— BEGIN ENTRIES SHOWN —
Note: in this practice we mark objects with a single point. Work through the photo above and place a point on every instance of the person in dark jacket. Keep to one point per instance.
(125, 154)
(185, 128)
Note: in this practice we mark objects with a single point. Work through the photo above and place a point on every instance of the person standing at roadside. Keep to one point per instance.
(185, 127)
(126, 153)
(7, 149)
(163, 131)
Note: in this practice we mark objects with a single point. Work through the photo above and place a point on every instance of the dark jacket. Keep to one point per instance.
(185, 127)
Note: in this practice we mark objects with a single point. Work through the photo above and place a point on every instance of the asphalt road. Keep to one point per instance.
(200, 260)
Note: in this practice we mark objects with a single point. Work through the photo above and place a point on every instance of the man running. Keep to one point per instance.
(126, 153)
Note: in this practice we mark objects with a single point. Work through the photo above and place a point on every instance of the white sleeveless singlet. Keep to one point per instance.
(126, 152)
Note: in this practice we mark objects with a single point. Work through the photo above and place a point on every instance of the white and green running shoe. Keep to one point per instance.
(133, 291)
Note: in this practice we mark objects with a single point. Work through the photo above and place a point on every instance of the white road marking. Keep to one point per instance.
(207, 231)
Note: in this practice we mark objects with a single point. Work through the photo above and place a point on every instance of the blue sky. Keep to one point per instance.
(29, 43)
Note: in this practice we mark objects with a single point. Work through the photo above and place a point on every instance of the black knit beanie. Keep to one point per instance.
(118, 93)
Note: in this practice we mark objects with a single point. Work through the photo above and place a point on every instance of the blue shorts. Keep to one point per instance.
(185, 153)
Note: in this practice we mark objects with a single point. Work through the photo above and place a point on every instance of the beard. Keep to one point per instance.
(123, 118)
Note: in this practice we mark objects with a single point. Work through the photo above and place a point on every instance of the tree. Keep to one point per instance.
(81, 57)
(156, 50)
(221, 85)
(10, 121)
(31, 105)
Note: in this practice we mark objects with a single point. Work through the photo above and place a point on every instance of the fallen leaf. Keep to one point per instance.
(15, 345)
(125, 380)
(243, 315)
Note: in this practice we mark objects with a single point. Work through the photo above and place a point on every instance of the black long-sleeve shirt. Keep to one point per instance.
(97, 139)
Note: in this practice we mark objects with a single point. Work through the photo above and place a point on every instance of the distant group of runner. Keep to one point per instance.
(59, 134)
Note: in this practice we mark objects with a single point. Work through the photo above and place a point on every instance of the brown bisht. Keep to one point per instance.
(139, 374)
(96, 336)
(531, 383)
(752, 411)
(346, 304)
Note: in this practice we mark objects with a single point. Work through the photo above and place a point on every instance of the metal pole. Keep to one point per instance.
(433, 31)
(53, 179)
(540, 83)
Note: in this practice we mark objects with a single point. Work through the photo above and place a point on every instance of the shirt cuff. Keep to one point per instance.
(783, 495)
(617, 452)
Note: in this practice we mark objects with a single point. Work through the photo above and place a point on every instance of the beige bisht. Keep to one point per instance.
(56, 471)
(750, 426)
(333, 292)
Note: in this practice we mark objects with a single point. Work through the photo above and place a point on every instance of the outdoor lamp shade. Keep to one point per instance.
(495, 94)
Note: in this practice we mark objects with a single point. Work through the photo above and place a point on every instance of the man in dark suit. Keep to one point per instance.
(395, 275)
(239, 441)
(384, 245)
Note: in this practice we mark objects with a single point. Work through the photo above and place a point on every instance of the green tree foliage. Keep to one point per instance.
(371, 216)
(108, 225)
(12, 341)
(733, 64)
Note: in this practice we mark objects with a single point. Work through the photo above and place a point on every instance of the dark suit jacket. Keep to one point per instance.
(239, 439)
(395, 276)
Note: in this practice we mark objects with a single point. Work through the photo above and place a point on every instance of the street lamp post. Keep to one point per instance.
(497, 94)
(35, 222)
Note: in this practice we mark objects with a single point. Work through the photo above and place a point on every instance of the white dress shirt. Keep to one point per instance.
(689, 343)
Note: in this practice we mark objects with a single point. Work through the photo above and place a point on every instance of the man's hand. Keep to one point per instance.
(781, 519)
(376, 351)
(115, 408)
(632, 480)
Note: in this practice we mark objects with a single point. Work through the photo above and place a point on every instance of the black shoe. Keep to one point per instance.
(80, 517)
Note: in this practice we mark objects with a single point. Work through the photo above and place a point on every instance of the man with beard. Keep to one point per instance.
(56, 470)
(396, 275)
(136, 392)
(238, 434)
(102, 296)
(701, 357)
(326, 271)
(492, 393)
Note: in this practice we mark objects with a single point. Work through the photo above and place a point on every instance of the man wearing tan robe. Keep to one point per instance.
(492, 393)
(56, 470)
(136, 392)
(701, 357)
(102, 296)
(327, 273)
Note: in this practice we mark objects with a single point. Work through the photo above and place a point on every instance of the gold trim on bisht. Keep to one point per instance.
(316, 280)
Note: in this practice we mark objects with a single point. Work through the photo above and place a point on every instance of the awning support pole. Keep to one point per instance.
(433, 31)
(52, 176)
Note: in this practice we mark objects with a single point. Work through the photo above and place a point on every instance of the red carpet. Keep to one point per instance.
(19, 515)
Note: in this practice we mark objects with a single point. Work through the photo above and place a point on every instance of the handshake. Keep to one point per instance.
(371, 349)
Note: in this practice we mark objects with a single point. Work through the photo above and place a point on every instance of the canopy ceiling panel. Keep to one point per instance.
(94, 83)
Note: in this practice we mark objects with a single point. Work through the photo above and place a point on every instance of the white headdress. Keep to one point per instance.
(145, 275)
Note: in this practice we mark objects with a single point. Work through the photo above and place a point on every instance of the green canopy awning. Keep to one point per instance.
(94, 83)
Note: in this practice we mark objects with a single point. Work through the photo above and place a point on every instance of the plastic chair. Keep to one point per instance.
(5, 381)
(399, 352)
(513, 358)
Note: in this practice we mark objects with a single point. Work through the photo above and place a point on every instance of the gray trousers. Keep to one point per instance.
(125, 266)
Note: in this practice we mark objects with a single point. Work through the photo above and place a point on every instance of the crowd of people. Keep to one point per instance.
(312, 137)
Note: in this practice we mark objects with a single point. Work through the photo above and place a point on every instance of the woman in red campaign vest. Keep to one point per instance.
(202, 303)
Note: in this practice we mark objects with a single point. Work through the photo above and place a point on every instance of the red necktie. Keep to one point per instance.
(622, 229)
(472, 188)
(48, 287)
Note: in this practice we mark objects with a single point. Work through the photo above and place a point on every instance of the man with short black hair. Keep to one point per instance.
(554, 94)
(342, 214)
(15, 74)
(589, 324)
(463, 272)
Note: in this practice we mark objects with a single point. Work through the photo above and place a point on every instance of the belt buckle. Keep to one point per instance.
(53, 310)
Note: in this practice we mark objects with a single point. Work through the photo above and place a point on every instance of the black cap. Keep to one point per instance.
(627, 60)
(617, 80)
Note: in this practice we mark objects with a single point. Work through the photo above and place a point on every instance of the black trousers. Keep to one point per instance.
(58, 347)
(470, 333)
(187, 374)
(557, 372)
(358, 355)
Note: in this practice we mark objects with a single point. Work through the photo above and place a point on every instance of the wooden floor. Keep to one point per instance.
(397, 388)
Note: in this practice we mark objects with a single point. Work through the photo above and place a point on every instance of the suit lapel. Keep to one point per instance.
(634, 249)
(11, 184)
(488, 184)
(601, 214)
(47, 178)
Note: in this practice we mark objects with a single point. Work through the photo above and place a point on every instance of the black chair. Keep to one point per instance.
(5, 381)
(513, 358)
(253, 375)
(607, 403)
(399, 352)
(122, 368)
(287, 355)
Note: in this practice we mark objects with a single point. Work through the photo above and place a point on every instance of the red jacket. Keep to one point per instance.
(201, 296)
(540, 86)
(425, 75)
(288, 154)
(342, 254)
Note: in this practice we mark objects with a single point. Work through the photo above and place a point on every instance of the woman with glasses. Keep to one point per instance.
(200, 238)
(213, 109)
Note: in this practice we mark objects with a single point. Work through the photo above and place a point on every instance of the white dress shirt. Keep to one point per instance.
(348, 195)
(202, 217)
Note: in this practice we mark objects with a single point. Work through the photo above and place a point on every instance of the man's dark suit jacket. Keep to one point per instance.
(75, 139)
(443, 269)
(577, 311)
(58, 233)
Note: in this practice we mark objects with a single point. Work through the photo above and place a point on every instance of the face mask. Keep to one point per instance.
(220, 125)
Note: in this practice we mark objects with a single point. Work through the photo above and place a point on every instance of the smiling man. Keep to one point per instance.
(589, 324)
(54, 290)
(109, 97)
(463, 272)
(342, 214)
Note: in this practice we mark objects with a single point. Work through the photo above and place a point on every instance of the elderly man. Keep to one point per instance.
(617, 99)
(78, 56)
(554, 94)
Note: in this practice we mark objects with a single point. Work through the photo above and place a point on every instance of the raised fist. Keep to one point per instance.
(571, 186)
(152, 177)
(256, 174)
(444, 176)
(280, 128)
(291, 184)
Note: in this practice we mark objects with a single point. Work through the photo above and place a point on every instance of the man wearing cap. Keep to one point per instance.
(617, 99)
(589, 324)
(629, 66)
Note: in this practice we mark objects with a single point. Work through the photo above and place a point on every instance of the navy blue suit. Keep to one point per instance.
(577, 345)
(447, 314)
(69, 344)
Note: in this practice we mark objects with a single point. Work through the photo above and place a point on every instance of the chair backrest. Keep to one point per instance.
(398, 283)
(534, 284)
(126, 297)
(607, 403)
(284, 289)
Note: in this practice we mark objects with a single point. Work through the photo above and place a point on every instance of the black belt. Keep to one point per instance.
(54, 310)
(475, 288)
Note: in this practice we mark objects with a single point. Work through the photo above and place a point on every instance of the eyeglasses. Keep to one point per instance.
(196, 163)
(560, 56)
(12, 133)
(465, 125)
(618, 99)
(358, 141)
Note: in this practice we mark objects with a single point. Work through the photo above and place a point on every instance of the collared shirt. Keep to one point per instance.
— END ENTRIES SHOWN —
THE PROBLEM:
Write out only the final block of lines, starting at the line with "fist. Keep to one point per instance." and running to the end of the material.

FINAL RESULT:
Note: in this practice we mark objects with a single point. Work through the photo above and place a point on every instance of the raised fist. Keep to one point per instance.
(571, 186)
(152, 177)
(256, 174)
(444, 176)
(280, 128)
(291, 184)
Note: in this practice we mark objects with a single point. Work through the photo above and place a point on every instance of the man wearing cap. Keep to one point per instance.
(617, 99)
(589, 324)
(629, 66)
Note: in this practice we mark objects with a single point. Work through the photo above and place a point on every instance of the navy blue suit. Keep to one point per instance.
(577, 345)
(447, 314)
(69, 344)
Note: in this practice we mark objects with a single point. Work through the photo above and place a point on every instance of the chair backrest. Keep to one point per instance.
(398, 283)
(534, 284)
(126, 297)
(607, 403)
(284, 289)
Note: in this practice we mark objects with a single point. Work through the photo above and place a point on every instance of the black belt. Keep to one point per instance.
(54, 310)
(475, 288)
Note: in this practice we mark objects with a single point. Work through the photo above and place a point on every instance of the eyeglasses. Keep to one point per instance.
(196, 163)
(560, 56)
(12, 133)
(465, 125)
(618, 99)
(358, 141)
Note: in this practice we mark objects with a single point. Work through the photo above and place a point on every instance of the collared shirt. Keep to one point per instance.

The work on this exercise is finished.